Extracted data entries
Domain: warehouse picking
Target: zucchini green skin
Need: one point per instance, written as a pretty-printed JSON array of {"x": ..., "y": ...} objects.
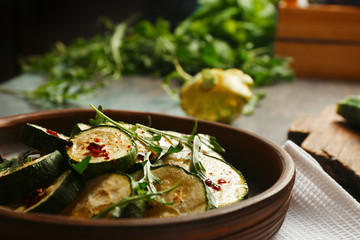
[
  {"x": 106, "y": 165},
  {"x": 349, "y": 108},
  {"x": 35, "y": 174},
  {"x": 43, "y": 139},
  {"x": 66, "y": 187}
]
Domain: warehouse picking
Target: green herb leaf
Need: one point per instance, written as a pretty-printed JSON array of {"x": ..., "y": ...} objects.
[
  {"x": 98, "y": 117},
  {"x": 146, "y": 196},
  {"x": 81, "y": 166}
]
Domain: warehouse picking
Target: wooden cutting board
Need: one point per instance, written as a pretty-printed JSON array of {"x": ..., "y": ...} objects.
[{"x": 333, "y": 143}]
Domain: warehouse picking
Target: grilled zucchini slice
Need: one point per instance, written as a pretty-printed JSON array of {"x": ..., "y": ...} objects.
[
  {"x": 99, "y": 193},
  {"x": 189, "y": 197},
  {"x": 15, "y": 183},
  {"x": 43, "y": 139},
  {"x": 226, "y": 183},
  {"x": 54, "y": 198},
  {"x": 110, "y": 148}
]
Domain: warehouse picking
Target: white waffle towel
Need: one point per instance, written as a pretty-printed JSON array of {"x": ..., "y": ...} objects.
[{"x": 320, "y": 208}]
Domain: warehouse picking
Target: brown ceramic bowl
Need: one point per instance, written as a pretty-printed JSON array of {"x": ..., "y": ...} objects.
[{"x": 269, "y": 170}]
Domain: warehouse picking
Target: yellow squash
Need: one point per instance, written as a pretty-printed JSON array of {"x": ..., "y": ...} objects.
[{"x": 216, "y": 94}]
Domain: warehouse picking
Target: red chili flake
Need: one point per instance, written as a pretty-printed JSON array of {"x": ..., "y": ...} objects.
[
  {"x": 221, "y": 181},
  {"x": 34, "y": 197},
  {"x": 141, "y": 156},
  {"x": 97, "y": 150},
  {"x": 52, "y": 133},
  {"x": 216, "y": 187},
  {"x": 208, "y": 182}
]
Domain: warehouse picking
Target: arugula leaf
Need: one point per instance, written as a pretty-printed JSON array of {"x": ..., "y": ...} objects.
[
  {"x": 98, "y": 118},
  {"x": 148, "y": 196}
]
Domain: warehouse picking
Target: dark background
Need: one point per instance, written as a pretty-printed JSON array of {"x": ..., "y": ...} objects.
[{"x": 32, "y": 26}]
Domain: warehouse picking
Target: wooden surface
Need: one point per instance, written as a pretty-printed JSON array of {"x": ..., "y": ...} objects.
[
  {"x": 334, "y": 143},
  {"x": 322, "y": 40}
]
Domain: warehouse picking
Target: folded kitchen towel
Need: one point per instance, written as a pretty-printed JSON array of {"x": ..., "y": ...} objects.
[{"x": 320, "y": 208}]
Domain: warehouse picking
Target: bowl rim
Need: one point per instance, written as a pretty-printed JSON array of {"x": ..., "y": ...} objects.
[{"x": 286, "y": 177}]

**DIRECTION**
Count the lines of the data above that contain the string "bowl", matching case exactly, and give only the number.

**THE RESPONSE**
2